* Working data:
==========
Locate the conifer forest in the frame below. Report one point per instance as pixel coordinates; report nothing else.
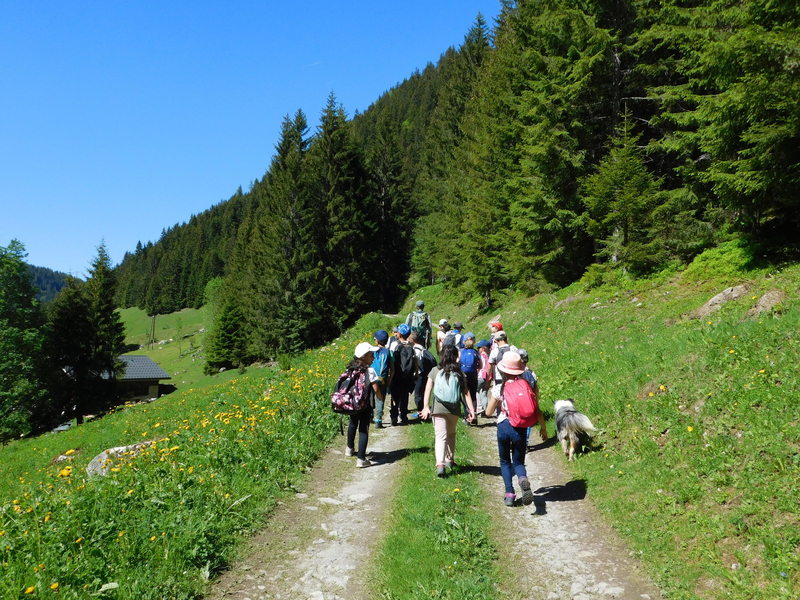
(565, 137)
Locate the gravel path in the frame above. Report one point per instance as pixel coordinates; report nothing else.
(316, 542)
(317, 545)
(561, 548)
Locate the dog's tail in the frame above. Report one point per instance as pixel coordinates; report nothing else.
(583, 422)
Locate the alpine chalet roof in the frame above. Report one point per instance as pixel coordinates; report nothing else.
(142, 367)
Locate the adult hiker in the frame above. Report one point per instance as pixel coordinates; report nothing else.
(444, 327)
(362, 360)
(484, 376)
(420, 323)
(470, 363)
(404, 377)
(384, 367)
(518, 410)
(494, 328)
(454, 337)
(496, 355)
(447, 388)
(426, 362)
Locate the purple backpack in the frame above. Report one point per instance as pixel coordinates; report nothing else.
(351, 394)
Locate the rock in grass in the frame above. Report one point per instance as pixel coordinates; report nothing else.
(104, 462)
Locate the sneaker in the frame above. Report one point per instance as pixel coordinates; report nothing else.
(527, 494)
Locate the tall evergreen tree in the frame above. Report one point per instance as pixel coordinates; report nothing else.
(22, 392)
(351, 239)
(620, 197)
(108, 331)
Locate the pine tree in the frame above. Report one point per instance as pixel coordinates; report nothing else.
(349, 226)
(75, 378)
(109, 333)
(22, 393)
(620, 197)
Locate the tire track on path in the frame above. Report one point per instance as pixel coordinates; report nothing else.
(560, 547)
(318, 545)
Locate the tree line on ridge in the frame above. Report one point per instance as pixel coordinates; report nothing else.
(603, 135)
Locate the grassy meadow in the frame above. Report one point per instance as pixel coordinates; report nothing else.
(171, 514)
(696, 462)
(178, 346)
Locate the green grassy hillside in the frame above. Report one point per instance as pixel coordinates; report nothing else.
(697, 462)
(178, 346)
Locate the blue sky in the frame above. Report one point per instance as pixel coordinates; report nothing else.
(120, 118)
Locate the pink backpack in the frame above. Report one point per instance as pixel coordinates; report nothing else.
(520, 403)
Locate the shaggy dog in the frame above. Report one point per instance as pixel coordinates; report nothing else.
(574, 428)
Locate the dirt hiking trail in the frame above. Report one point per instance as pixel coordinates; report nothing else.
(560, 546)
(317, 545)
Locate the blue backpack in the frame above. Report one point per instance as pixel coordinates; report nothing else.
(469, 360)
(381, 363)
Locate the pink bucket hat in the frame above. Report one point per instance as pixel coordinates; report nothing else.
(511, 363)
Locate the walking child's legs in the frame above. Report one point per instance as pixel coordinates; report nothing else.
(505, 437)
(444, 427)
(359, 422)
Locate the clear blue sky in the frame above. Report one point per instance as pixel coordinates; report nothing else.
(120, 118)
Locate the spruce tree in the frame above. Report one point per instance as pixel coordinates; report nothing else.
(108, 341)
(23, 400)
(620, 197)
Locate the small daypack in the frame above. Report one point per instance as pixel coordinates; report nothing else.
(501, 350)
(352, 392)
(427, 363)
(520, 404)
(469, 361)
(452, 339)
(381, 363)
(419, 325)
(406, 361)
(447, 390)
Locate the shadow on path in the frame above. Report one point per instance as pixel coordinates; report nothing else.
(570, 491)
(392, 456)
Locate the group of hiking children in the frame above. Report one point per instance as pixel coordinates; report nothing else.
(488, 378)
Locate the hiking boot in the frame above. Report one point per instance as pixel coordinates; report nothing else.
(527, 494)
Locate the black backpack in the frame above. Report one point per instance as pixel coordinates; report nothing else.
(405, 361)
(453, 338)
(427, 363)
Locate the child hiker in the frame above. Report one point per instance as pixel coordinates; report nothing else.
(519, 410)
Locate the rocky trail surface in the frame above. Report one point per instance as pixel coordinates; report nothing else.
(317, 545)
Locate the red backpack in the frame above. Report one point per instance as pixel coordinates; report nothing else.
(520, 403)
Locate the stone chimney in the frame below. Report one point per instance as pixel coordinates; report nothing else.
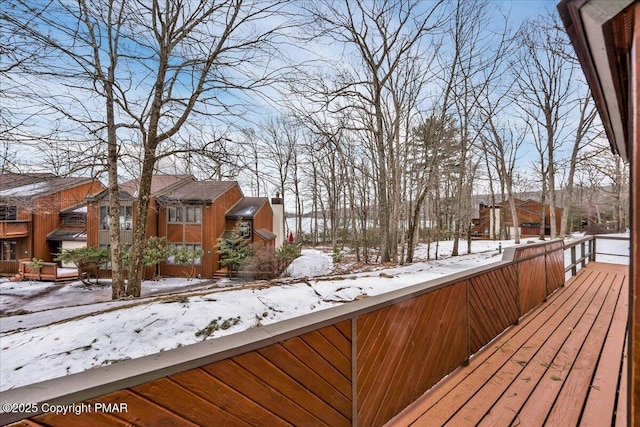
==========
* Task to complete: Please print all of the items above word for word, leaving out the pictures.

* Written response:
Locate the conifer forest in the frame below. Report one point per instance as pixel coordinates; report nothing else.
(565, 137)
Locate the gravel path in the frame above. Report one point per instance as pixel coordinates; report nothing else.
(316, 542)
(317, 545)
(561, 548)
Locate the dog's tail in the frame above. Report one point per instance as pixel coordinates; report nothing else.
(583, 422)
Locate the alpine chalet roof in the frame above. Report one point per instance as pixel coordinates; report nothing else.
(142, 367)
Locate the adult hiker in the frame above. Report one point per instance as pixel coordinates; report nothing else.
(444, 327)
(362, 360)
(484, 376)
(420, 323)
(470, 363)
(404, 377)
(384, 367)
(518, 410)
(494, 328)
(454, 337)
(496, 355)
(447, 388)
(426, 362)
Locate the purple backpack in the frame above. Report one point per instance as pixel coordinates; report nothing else.
(351, 394)
Locate the rock in grass in the frame above. Report one point per instance as pixel coordinates; report nothing else.
(104, 462)
Locate the sneaker in the frame above. Report one point per instance as pixel coordinates; report nothing else.
(527, 494)
Locate the tall evergreen tree in the frame above. Report one point per instance as pixel coordinates; report nothing else.
(22, 392)
(351, 239)
(620, 197)
(108, 331)
Locate the pine tree in the frame above. Report one point per instance as pixel coordinates; report nothing else.
(349, 226)
(75, 378)
(109, 333)
(22, 393)
(620, 197)
Locate the tire track on path in the frame above. Report one point per instance as pixel coordinates; report nothing else.
(560, 547)
(318, 545)
Locate the tree line on ridge in the frame above. Report one point per instance as pixel coordinates; report nothing else.
(603, 135)
Locate the grassy meadow in the frame above. Report one point per instance as pixel coordinates; report nothing else.
(171, 514)
(696, 462)
(178, 346)
Locate the green grassy hillside in the frame above. Report one point per instance as pixel coordinates; report nothing else.
(697, 462)
(178, 346)
Locate the blue sky in the frame above. Report one point per instance as pixel coordinates; report nothing else.
(120, 118)
Locate the pink backpack in the frame above. Report one point per instance as pixel coordinates; report nothing else.
(520, 403)
Locate the shaggy dog in the frame above. Report one point per instance as pixel coordinates; report nothing else.
(574, 428)
Locate the dirt hiking trail in the frame above. Report one point per instance as pixel coordinates; report nothing else.
(560, 546)
(317, 545)
Locate the blue backpack in the frame above. Report one point per instance as pixel coordinates; report nothing else.
(469, 360)
(381, 363)
Locate the pink bucket hat in the frame above. Report one point per instance as pixel coordinates; report nothing else.
(511, 363)
Locate the walking child's legs in the frame above. Report one point per instance as pixel coordinates; report nothing else.
(505, 437)
(444, 427)
(359, 422)
Locate the clear blue sky in the frame above. Report one point per instance as pixel coordinates; report nothing else.
(120, 118)
Locate the spruce tree in the frame above. Report one point per instance as pixel coordinates; report nothing else.
(108, 341)
(23, 400)
(620, 197)
Locate the small daypack in the frame above. Report one point per instance as pixel coordinates; report nothing else.
(501, 350)
(352, 392)
(427, 363)
(520, 404)
(469, 361)
(452, 339)
(381, 363)
(419, 325)
(406, 361)
(447, 390)
Locate the shadow on path in the frame above. Report one point per instance as pixel coordinates; report nothing else.
(570, 491)
(392, 456)
Locate the group of hiking children in the frame above. Report one point per instance as pixel coordinates; report nothing else.
(488, 378)
Locate the hiking boot in the frame above. Report one point per instance as pixel coordinates; report nothing else.
(527, 494)
Locate the black backpack in the frame above. Report one point per instance as pixel coordinates; report nothing else.
(405, 361)
(453, 338)
(427, 363)
Locate the child hiker in the frame above. Report one point per instance as pixel coordinates; report nothing else.
(519, 410)
Locate the rocky trail surface in the frame above. Report one point per instance as pixel coordinates; report nothing else.
(317, 545)
Locate the red backpack in the frame above. Report one point per instance as pixel coordinates; report nothing else.
(520, 403)
Locate the stone chimney in the frame below. Report one point per instance as pixel coordinates; report nothing else.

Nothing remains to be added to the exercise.